What is required: Using the entries below, return word for word the lines from the one containing "Note: the class marks the blue sky" up to and including the last.

- - -

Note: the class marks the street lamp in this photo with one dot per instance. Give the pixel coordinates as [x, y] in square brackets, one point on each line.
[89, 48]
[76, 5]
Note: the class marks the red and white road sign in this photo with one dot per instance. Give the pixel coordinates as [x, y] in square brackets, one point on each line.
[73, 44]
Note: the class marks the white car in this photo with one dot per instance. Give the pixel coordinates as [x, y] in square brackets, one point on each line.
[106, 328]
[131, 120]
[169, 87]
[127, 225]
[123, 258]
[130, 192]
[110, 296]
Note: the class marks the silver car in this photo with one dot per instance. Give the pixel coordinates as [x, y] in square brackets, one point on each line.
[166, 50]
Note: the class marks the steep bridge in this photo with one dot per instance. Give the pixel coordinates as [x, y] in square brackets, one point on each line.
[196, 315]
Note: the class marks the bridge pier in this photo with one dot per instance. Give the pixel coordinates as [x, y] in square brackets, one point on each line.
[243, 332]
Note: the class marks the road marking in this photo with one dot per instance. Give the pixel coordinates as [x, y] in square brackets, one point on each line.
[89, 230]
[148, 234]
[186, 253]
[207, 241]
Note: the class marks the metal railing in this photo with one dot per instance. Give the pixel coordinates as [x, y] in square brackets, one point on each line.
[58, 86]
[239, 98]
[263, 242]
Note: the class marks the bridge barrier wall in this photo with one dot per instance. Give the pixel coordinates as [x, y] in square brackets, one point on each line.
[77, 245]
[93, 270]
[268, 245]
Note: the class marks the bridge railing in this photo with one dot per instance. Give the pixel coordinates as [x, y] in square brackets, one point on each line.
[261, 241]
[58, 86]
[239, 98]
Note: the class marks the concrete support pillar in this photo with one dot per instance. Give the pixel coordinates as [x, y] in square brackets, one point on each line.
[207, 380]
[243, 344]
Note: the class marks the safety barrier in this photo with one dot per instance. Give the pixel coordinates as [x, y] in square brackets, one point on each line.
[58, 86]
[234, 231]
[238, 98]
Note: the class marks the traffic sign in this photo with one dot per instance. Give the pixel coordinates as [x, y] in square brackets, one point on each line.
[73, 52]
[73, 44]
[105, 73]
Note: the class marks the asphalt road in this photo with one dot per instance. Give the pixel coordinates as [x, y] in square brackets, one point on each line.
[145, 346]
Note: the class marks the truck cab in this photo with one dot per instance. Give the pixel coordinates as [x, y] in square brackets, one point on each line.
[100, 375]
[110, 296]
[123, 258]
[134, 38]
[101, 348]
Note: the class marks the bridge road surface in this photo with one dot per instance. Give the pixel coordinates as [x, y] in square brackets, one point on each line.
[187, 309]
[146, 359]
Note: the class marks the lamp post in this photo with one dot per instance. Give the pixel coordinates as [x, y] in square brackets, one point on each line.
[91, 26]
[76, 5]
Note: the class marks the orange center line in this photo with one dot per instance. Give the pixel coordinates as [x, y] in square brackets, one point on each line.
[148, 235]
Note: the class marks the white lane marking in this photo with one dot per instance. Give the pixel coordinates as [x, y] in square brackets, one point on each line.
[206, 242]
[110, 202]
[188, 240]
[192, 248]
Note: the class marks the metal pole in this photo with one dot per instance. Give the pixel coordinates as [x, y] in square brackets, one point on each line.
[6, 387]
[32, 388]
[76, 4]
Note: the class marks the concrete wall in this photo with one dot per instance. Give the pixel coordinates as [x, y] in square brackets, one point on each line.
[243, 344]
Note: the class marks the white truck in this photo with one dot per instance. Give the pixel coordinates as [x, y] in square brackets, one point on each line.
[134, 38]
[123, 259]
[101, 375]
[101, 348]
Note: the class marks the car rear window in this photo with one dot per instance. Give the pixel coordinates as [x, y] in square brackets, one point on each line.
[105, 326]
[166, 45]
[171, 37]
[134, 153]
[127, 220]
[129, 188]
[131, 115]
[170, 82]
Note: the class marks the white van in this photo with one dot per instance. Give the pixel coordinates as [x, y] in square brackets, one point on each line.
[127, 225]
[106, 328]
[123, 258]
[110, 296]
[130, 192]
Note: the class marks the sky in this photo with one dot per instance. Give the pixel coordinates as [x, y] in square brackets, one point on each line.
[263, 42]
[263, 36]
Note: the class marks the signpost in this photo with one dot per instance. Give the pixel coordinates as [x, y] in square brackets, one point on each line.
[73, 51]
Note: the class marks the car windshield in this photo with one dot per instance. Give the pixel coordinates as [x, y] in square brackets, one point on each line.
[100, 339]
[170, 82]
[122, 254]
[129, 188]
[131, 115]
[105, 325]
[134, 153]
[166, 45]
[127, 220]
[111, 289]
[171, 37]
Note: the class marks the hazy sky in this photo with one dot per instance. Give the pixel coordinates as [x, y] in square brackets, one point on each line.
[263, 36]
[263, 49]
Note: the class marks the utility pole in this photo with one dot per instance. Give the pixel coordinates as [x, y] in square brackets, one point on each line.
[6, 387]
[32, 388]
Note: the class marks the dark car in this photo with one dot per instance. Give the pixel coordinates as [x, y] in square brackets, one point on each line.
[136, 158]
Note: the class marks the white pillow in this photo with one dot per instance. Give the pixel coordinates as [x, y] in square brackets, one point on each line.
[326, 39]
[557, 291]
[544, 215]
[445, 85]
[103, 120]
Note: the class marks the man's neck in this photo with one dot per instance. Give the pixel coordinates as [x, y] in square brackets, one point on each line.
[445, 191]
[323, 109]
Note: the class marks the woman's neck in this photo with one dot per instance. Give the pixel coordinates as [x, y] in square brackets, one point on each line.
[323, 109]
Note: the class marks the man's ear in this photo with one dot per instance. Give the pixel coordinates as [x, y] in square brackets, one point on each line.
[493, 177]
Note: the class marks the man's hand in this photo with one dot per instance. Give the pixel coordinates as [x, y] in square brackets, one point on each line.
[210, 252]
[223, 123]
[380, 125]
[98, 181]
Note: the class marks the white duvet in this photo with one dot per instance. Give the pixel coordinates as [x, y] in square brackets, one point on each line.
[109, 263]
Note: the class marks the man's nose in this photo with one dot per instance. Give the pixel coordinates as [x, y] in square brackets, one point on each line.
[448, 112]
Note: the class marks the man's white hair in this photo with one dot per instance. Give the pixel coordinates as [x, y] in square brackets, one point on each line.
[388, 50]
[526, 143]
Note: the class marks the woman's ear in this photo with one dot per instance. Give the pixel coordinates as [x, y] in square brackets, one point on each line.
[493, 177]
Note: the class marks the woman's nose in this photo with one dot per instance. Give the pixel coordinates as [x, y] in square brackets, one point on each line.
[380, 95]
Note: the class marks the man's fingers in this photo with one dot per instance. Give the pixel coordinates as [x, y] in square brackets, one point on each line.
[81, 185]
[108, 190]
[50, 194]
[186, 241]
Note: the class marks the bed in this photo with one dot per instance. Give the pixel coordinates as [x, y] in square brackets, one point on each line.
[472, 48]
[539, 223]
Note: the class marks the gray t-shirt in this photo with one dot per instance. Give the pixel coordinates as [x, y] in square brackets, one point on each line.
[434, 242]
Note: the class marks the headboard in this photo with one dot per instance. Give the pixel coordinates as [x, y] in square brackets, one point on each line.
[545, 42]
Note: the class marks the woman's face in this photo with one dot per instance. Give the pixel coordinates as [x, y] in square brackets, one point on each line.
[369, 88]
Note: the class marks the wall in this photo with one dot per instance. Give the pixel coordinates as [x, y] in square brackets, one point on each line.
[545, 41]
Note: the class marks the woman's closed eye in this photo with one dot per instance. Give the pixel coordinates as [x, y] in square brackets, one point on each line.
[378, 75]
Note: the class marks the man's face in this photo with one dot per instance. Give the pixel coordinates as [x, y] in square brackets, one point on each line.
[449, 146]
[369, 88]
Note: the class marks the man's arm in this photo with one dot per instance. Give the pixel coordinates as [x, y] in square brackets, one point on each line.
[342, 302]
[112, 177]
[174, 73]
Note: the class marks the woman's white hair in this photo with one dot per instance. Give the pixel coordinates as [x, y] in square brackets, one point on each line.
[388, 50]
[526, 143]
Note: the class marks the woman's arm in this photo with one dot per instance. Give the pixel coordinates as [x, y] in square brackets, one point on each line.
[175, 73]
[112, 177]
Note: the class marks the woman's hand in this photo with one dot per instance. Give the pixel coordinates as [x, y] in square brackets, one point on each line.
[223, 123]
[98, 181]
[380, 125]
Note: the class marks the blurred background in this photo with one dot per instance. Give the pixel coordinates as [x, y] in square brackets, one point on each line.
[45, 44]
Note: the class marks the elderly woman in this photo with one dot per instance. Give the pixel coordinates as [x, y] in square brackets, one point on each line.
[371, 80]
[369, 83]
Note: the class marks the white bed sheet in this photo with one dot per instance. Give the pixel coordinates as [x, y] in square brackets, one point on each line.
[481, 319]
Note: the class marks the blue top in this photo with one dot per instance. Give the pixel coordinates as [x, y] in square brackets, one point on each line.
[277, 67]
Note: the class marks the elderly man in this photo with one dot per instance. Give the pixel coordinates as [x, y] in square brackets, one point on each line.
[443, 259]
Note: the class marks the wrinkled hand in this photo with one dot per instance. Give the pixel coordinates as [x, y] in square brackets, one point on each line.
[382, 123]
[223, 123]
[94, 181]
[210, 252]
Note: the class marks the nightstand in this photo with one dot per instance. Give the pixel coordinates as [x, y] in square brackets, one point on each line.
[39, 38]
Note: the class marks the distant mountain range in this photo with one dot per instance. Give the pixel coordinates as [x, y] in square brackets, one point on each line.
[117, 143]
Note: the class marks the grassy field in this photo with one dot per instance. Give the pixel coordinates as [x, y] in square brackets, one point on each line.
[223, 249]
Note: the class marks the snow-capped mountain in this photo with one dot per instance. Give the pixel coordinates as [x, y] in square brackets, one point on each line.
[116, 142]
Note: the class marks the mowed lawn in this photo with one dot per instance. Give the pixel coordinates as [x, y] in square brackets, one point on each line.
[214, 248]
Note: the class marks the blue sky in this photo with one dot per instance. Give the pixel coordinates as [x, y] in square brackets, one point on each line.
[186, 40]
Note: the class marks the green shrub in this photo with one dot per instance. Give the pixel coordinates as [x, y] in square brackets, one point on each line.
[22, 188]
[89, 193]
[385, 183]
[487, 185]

- - -

Answer for the task:
Note: the class marks the blue sky in this photo with one dot per instance. Give the pixel coordinates as [x, y] in square brackets, one point on each line.
[186, 40]
Note: the class marks the green shrub in this photo with one dot per instance. Give the pixel coordinates as [x, y] in square brackets, one point on each line.
[22, 188]
[89, 193]
[385, 183]
[487, 185]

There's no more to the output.